Object pointing dataset rows:
━━━━
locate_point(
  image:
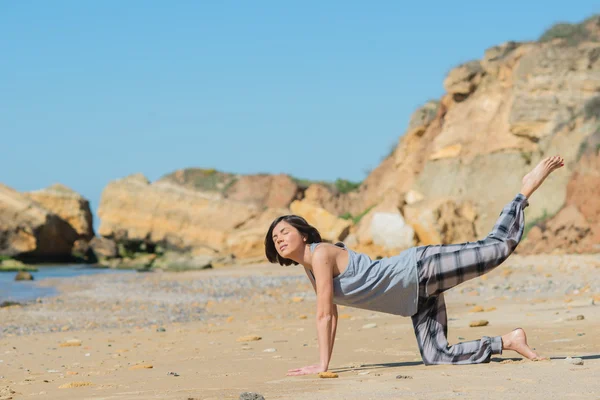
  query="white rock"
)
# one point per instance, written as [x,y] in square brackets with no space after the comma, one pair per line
[391,231]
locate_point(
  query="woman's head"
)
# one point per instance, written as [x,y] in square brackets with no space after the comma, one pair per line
[287,236]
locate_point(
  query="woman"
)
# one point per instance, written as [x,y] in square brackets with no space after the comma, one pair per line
[409,284]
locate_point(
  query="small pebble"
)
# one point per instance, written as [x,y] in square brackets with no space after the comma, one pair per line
[248,338]
[327,374]
[574,361]
[75,384]
[482,322]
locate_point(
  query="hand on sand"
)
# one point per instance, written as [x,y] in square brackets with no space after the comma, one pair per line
[311,369]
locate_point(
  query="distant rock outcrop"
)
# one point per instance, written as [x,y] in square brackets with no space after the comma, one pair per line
[29,230]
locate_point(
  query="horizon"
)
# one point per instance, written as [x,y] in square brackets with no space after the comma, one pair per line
[98,92]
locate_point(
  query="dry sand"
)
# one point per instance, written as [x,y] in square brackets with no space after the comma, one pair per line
[176,336]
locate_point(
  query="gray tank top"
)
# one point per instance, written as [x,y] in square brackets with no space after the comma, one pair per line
[389,285]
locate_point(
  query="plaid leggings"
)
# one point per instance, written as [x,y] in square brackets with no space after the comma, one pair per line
[442,267]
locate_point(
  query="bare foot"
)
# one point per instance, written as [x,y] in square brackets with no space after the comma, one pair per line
[517,341]
[534,179]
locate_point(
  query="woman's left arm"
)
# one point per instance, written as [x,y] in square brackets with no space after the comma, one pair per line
[333,329]
[326,317]
[323,270]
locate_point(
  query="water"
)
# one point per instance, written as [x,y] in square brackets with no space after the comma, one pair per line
[11,290]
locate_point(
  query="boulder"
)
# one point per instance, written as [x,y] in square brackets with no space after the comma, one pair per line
[134,210]
[384,226]
[103,248]
[28,229]
[68,205]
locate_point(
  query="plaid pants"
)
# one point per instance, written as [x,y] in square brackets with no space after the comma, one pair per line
[442,267]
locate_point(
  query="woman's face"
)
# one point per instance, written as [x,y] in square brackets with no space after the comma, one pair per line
[287,239]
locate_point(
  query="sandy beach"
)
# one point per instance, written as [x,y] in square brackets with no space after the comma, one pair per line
[180,336]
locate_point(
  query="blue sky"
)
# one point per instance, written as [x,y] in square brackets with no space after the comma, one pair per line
[91,91]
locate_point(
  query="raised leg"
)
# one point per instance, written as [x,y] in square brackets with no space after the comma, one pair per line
[442,267]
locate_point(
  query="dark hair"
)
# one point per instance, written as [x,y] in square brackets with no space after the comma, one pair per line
[311,234]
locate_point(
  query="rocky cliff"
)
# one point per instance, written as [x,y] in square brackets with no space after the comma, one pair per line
[460,160]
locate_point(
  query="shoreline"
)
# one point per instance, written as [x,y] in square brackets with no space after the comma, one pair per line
[190,323]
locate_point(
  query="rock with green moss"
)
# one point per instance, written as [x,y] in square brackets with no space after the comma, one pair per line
[23,276]
[172,261]
[10,265]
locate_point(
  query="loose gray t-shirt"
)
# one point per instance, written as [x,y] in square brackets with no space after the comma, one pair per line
[389,285]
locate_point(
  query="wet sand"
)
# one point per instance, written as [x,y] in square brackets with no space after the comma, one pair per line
[177,336]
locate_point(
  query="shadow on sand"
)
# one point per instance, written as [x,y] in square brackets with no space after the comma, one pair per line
[366,367]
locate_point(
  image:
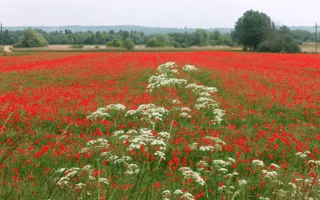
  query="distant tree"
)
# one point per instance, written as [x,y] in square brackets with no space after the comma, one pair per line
[162,40]
[152,42]
[284,44]
[31,38]
[115,43]
[251,29]
[201,38]
[128,44]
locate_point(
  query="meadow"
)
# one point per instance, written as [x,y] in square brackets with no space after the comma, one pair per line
[160,125]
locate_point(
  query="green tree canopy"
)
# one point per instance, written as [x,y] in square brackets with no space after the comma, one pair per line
[128,44]
[252,28]
[31,38]
[152,42]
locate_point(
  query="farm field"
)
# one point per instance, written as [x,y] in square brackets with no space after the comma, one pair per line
[211,125]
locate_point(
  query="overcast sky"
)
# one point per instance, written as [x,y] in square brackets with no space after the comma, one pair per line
[159,13]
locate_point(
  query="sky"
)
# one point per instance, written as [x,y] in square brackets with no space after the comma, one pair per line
[160,13]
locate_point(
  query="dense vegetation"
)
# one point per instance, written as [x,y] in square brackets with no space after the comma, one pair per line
[31,38]
[256,31]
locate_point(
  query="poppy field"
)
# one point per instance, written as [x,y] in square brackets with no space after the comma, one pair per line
[160,125]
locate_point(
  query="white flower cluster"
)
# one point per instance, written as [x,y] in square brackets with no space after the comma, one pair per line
[132,169]
[167,68]
[104,113]
[99,143]
[163,80]
[189,174]
[271,175]
[189,68]
[206,101]
[148,112]
[221,165]
[258,163]
[198,89]
[178,193]
[93,144]
[242,182]
[146,138]
[315,162]
[184,112]
[303,154]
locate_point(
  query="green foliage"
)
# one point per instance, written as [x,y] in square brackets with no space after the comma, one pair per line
[115,43]
[283,43]
[251,29]
[152,42]
[76,46]
[31,38]
[128,44]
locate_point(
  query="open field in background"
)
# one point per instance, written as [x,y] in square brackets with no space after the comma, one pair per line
[265,145]
[137,48]
[306,48]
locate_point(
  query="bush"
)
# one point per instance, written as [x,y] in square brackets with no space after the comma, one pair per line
[176,44]
[184,45]
[152,42]
[76,46]
[31,38]
[284,44]
[128,44]
[114,43]
[264,47]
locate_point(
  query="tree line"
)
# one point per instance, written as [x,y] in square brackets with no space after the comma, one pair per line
[254,31]
[112,38]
━━━━
▶ **Given instruction**
Print the full listing exactly, dropping the pictures.

▶ **Correct result**
locate_point(
  image:
  query="white rock"
)
# one point per instance, written as [x,y] in square brackets with no space after the comma, one pair per line
[391,231]
locate_point(
  query="woman's head"
)
# one point per instance, written as [x,y] in square brackets with no space after the comma, one pair per line
[287,236]
locate_point(
  query="woman"
)
# one point per instance, written as [x,y] in square brackets with no space after the comma, one pair per line
[409,284]
locate_point(
  query="small pebble"
)
# one point per instance, written as [x,y] in square brackets with no space after the comma, one pair per line
[248,338]
[327,374]
[574,361]
[75,384]
[482,322]
locate_point(
  query="hand on sand"
)
# one point per instance, written as [x,y] in square brackets with no space after the comma, one pair per line
[311,369]
locate_point(
  query="distant rock outcrop"
)
# one point per instance, written as [x,y] in square brackets with no space after the comma, one pair per line
[29,230]
locate_point(
  query="horizon"
)
# one point per instance, written as [x,y] in square brackets with no space after the comma, one pair per line
[98,92]
locate_point(
  query="dry sand"
)
# one point per instance, written as [x,y] in square brackets with no space after the comma, one pair per line
[176,336]
locate_point(
  query="gray tank top"
)
# one point per instance, written as [x,y] in square brackets with no space after the comma, one pair per line
[389,285]
locate_point(
  query="plaid leggings"
)
# one point per instance, written as [x,y] in square brackets with no space after the comma, one pair per line
[442,267]
locate_point(
  query="bare foot"
)
# one point per instance, written as [x,y] in square brackets with no space after the comma, one pair per line
[517,341]
[534,179]
locate_point(
  query="woman's left arm"
)
# one point per instance, written as [x,y] in square brackets with no space after the comma, one pair per line
[333,329]
[326,317]
[323,270]
locate_point(
  query="water"
)
# one point per instance, written as [x,y] in square brackets with no space after the comma, one pair per line
[11,290]
locate_point(
  query="boulder"
)
# one point per instance, written as [x,y] in square brackets with no space after the comma, one pair per line
[134,210]
[384,226]
[103,248]
[28,229]
[68,205]
locate_point(
  query="plaid pants"
)
# one point per instance, written as [x,y] in square brackets with no space after the comma, one pair per line
[442,267]
locate_point(
  query="woman's face"
)
# one point per instance, written as [x,y] in square brackets with no space after the comma, one pair per line
[287,239]
locate_point(
  query="sandy beach"
)
# one point per instance, written as [x,y] in square brackets with no space after the comma, one pair per line
[180,336]
locate_point(
  query="blue sky"
)
# one point per instance, written as [x,y] in square brackets with no space after the comma, one pair per line
[91,91]
locate_point(
  query="raised leg"
)
# one point per instance, written as [x,y] in square brackets with no space after the comma, one pair per line
[442,267]
locate_point(
  query="dark hair"
)
# one point per instance, written as [x,y] in square brackets with no space after the comma, one pair per line
[311,234]
locate_point(
  query="rocky cliff"
)
# one point per instance, written as [x,y] in square brackets with no space after the comma, one pair per line
[460,160]
locate_point(
  query="shoreline"
)
# one point per instance, written as [x,y] in square brackets with no space after the comma, one pair per line
[190,323]
locate_point(
  query="rock with green moss"
)
# one point per instance, written as [x,y] in square brackets with no space after the comma, one pair per line
[23,276]
[172,261]
[10,265]
locate_point(
  query="loose gray t-shirt"
)
# one point per instance, written as [x,y] in square brackets with no space after the comma, one pair per line
[389,285]
locate_point(
  query="wet sand"
)
# one point per instance, written as [x,y] in square brackets with no space after the comma, one pair per line
[177,336]
locate_point(
  query="shadow on sand"
)
# one point per instance, written as [x,y] in square brackets with no space after the comma, one pair per line
[366,367]
locate_point(
  image:
  query="distant tree"
)
# one point per instance, written as [x,y] in square brackets with no space after the comma, one pair per line
[162,40]
[152,42]
[284,44]
[31,38]
[115,43]
[251,29]
[201,38]
[128,44]
locate_point(
  query="meadow"
)
# one point per instance, written as [x,y] in square brackets with no space after the comma, one pair per line
[160,125]
locate_point(
  query="green tree canopy"
)
# one point per instance, written as [x,y] in square brackets with no space after the comma, one pair per line
[128,44]
[252,28]
[31,38]
[152,42]
locate_point(
  query="farm field"
)
# one point per instance, written as [x,y] in square brackets with no space after the comma, one pair per line
[211,125]
locate_point(
  query="overcast sky"
)
# one point per instance, written as [x,y] in square brackets with no space after the comma, one pair per line
[159,13]
locate_point(
  query="sky"
)
# one point per instance, written as [x,y] in square brackets with no space after the comma, one pair per line
[160,13]
locate_point(
  query="dense vegetation"
)
# one point per instance, written as [x,y] in square brackets with no space after the comma, one pair per line
[31,38]
[256,31]
locate_point(
  query="poppy field"
)
# one point per instance, written as [x,y] in square brackets with no space after the comma, one pair per line
[160,125]
locate_point(
  query="white flower cluster"
)
# one point per instance, written as [x,y] in square brackets with no space after the comma, one pair per line
[132,169]
[167,68]
[104,113]
[99,143]
[163,80]
[189,174]
[271,175]
[189,68]
[206,101]
[148,112]
[221,165]
[258,163]
[198,89]
[178,193]
[93,144]
[242,182]
[146,138]
[315,162]
[184,112]
[303,154]
locate_point(
  query="green foliage"
)
# one point per instance, written as [x,y] in square brackets with no space after the comma, one pair per line
[115,43]
[283,43]
[251,29]
[152,42]
[76,46]
[31,38]
[128,44]
locate_point(
  query="open field in background"
)
# one point per instance, written as [x,y] in square brackets with no space after the comma, one pair per line
[265,145]
[137,48]
[306,48]
locate_point(
  query="bush"
)
# one point per instance, written as [x,y] in square brackets with no space after the comma, one pair per line
[176,44]
[184,45]
[152,42]
[76,46]
[31,38]
[284,44]
[128,44]
[114,43]
[264,47]
locate_point(
  query="tree line"
)
# one point per instance, written as [x,y] in square brackets with no space after the comma, one pair per line
[254,31]
[112,38]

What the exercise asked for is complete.